**Aim of the exercise**
Copy out verbatim the stretch of rows from the line containing "For every instance of the agricultural" through the end of the rows, both ends included, leaving the pictures out of your answer.

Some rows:
*-*-*
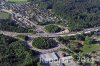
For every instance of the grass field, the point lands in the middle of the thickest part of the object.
(4, 15)
(18, 1)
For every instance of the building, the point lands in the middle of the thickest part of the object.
(57, 59)
(49, 57)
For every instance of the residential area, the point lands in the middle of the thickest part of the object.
(38, 33)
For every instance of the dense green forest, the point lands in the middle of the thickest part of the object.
(10, 25)
(14, 53)
(79, 13)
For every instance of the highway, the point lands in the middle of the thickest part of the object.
(19, 18)
(51, 35)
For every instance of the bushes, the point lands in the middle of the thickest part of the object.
(53, 28)
(43, 43)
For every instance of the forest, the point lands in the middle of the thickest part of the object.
(10, 25)
(80, 14)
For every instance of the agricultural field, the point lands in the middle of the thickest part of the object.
(4, 15)
(18, 1)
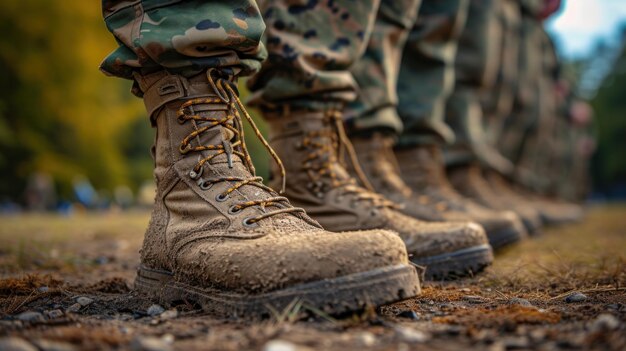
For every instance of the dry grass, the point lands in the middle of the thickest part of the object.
(95, 255)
*-*-*
**The reply**
For every instance of the agricultural field, the point lands in the middle of the thickest part of the object.
(4, 15)
(18, 1)
For every instance of the dry grass, the point lands in the middle of the thickest part of the object.
(95, 255)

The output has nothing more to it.